◆ EXERCISE
All of the lines below are to be printed again exactly; images are excluded from the output.

◆ RECORD LIST

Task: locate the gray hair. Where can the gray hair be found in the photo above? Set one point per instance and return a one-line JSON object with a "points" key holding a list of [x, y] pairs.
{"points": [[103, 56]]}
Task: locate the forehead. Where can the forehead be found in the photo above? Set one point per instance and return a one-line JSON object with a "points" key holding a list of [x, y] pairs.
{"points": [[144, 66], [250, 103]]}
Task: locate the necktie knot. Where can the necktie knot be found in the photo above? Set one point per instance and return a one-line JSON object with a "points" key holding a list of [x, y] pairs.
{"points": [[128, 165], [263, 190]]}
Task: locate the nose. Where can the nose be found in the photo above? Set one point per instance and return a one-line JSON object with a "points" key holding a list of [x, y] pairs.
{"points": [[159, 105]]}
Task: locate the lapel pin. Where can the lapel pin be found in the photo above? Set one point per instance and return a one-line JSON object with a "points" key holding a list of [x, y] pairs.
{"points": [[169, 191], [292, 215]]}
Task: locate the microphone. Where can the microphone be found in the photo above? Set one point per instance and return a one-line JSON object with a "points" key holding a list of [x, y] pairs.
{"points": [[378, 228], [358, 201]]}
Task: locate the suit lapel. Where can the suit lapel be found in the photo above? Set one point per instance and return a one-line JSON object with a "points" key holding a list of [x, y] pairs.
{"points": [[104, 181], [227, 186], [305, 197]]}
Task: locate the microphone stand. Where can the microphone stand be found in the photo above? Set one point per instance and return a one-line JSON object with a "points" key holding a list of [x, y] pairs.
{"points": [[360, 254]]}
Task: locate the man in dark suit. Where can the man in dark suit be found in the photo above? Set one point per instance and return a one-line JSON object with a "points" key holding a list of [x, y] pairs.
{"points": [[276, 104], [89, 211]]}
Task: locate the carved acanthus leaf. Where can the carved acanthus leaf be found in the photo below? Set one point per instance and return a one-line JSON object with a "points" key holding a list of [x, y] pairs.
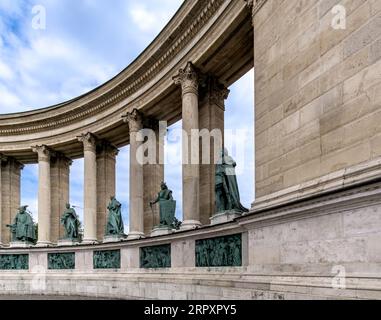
{"points": [[134, 119]]}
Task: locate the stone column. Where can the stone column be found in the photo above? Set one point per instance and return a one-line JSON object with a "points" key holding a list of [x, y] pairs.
{"points": [[2, 158], [10, 194], [135, 123], [153, 175], [44, 195], [211, 118], [106, 160], [188, 78], [60, 185], [90, 188]]}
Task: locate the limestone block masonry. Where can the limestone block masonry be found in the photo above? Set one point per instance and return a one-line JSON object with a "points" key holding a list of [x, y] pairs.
{"points": [[327, 248], [317, 92], [314, 229]]}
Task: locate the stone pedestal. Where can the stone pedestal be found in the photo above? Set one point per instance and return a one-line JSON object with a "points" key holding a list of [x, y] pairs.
{"points": [[161, 231], [113, 238], [21, 244], [68, 242], [224, 217]]}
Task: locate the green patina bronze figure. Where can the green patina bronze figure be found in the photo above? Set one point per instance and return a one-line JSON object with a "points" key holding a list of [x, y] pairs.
{"points": [[23, 228], [115, 226], [226, 185], [71, 223], [167, 207]]}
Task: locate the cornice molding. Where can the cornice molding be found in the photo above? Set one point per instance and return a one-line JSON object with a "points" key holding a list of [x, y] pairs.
{"points": [[255, 6], [89, 141], [43, 152], [134, 119], [188, 78]]}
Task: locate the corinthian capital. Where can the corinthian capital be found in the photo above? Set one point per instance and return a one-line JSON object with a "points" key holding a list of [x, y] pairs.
{"points": [[43, 152], [89, 141], [134, 120], [188, 78], [217, 92]]}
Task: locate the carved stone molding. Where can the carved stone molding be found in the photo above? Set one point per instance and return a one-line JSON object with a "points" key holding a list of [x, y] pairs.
{"points": [[106, 148], [215, 91], [43, 152], [134, 119], [89, 141], [3, 158], [59, 156], [255, 5], [188, 78]]}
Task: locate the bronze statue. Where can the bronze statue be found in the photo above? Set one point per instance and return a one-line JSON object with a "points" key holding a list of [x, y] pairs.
{"points": [[167, 207], [226, 186], [23, 228], [115, 224], [71, 223]]}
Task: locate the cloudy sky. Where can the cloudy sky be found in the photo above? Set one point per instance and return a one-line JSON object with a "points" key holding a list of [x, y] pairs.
{"points": [[85, 43]]}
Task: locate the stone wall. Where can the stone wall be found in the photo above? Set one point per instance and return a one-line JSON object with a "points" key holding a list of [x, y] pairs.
{"points": [[326, 248], [317, 91]]}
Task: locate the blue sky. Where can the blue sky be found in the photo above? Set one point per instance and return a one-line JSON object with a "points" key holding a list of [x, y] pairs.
{"points": [[84, 44]]}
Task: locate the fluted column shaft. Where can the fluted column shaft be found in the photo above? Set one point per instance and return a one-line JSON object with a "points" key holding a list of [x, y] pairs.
{"points": [[211, 117], [188, 78], [44, 195], [90, 188], [10, 194], [135, 123]]}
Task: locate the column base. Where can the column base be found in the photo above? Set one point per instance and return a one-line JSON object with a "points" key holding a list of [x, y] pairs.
{"points": [[224, 217], [44, 244], [190, 225], [20, 244], [89, 241], [134, 235]]}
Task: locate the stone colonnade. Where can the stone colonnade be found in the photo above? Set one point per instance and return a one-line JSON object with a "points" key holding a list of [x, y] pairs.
{"points": [[202, 108]]}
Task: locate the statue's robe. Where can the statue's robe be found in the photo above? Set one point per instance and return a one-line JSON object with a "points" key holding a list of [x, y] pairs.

◆ OUTPUT BELOW
Task: locate the gray hair. Where can the gray hair be found in the photo above? Set one point per instance and return a one-line JSON object with a "points" key holding a list of [x, y] pairs.
{"points": [[103, 56]]}
Task: locate the forehead. Where can the forehead be found in the photo above? Set one point per instance and return a one-line JSON object with a "points" key holding a list of [x, y] pairs.
{"points": [[144, 66], [250, 103]]}
Task: locate the necktie knot. Where can the necktie knot be found in the photo above? Set one point per instance and return a one-line JSON object with a "points" key holding a list of [x, y] pairs.
{"points": [[128, 165], [263, 190]]}
Task: locate the nose. Where can the nose be found in the photo above? Set one point per instance and return a one-line JSON object with a "points" key holding a list of [x, y] pairs.
{"points": [[159, 105]]}
Task: locate the lapel pin. Where can the lapel pin be found in the photo above? Set one point per instance and return a one-line JSON object with a "points" key holding a list of [x, y] pairs.
{"points": [[169, 191], [292, 215]]}
Task: locate the microphone. Where can the microphone be found in the photo above? Set one point per instance and return a one-line JSON object with a "points" key holding a list of [x, y] pairs.
{"points": [[378, 228], [358, 201]]}
Task: locate the suit lapel. Where can the suit lapel be found in the photo above? Set one point per instance and return a one-line JSON object with a "points" key holding a list of [x, y] pairs.
{"points": [[104, 181], [227, 186], [305, 197]]}
Task: locate the microphone stand. Where can the microphone stand be found in the photo above? Set one point per instance and return a one-line JSON object with a "points" key holding a list of [x, y] pairs.
{"points": [[360, 254]]}
Task: locate the man in dark suit. Where can the man in dark suit be found in the photo above? Set one point per instance and return a one-line JSON object with a "points" key holding a list of [x, y] pairs.
{"points": [[276, 104], [89, 211]]}
Task: locate the carved acanthus leaf. Where can the carved acanthus leaf be found in the photo below? Set one point per instance and return a one-line JSON object with a "points" key holding a list of [x, y] pairs.
{"points": [[134, 119]]}
Task: locate the stone column. Where can the stone column be found in the photo above? Set one point per instance and return a one-line JSON object with a "points" key holding a list of [x, y] pairs.
{"points": [[2, 158], [10, 194], [135, 123], [153, 175], [44, 195], [211, 118], [106, 160], [188, 78], [60, 185], [90, 188]]}
Task: locate the limestone block masonry. Where can the limestone block masonry be found in the photo above? Set one point per instance and return a one-line JSON object with a "points" key holding a list of [x, y] pairs.
{"points": [[327, 248], [317, 92], [314, 229]]}
Task: locate the stone pedestal. Where can the stone pedestal be found in the photo above? Set one point per instance and return a one-line JSON object with a "points" key holding a list of [x, y] pairs.
{"points": [[161, 231], [113, 238], [21, 244], [68, 242], [224, 217]]}
Task: locate the green patina bronze figure. Where can the green patina bronze figure be found in the photo above? Set one point per instance and return a one-line JSON object with a "points" key holding a list of [x, y] pairs.
{"points": [[23, 228], [115, 226], [226, 185], [71, 223], [167, 207]]}
Task: locate the cornice molding. Where can the cornice molding be found in the photo above? Set one point per instance and return a one-line JSON object with a "points" key holding a list of [x, y] pairs.
{"points": [[255, 6], [89, 141], [43, 152], [134, 119], [188, 78]]}
Task: locate the corinthian capital. Where can the corinthian capital be found in the photo above? Set one point per instance and return a one-line JSON object with a "points" key holding a list of [x, y] pairs.
{"points": [[43, 152], [89, 141], [134, 120], [188, 78], [217, 92]]}
Task: locate the carved stone molding. Where can the carved stone molding be found in the photo above? Set one point per instance and return a one-line JSON object with a "points" key holding a list of [x, y] pairs.
{"points": [[106, 148], [215, 91], [43, 152], [134, 119], [89, 141], [3, 158], [59, 156], [255, 5], [188, 78]]}
Task: locate the bronze statue. Where can the bronze statue be found in the photo above? Set one point per instance and return a one-line JSON object with a "points" key holding a list of [x, y] pairs.
{"points": [[167, 207], [226, 186], [23, 228], [115, 224], [71, 223]]}
Task: locate the cloudy sky. Where can the cloudy sky be found in the photo above? Set one point per instance and return a one-line JSON object with a "points" key holding a list of [x, y] pairs.
{"points": [[85, 43]]}
Task: locate the stone wall. Where can the stone wall be found in the photo above? Set one point per instance and return a one-line JSON object with a "points" key holding a list of [x, y] pairs.
{"points": [[326, 248], [317, 91]]}
Task: locate the blue sky. Where can the blue sky be found in the photo above? Set one point per instance and return a one-line JSON object with a "points" key holding a list of [x, y] pairs.
{"points": [[84, 44]]}
Task: locate the fluted column shaft. Where can the fluted column shaft be found in the photo above? Set one point per instance and return a one-line JSON object with a "points" key holding a list of [x, y] pairs.
{"points": [[211, 117], [188, 78], [44, 195], [90, 188], [10, 194], [135, 123]]}
Task: locate the column base. Where can the column base be found in the photo above? Set one point per instance and return a one-line JSON object with a "points" key holding a list of [x, y] pairs.
{"points": [[224, 217], [44, 244], [190, 225], [20, 244], [89, 241], [134, 235]]}
Task: locate the stone colonnade. Where can the stone colonnade be found in the photo above? Set one point per instance and return a one-line JSON object with a "points" key holding a list of [x, y] pairs.
{"points": [[202, 108]]}
Task: locate the statue's robe. Where can the statue's robe be found in the photo above? Set one point per instance and return a one-line JSON object with a "points" key holding a list of [x, y] pairs.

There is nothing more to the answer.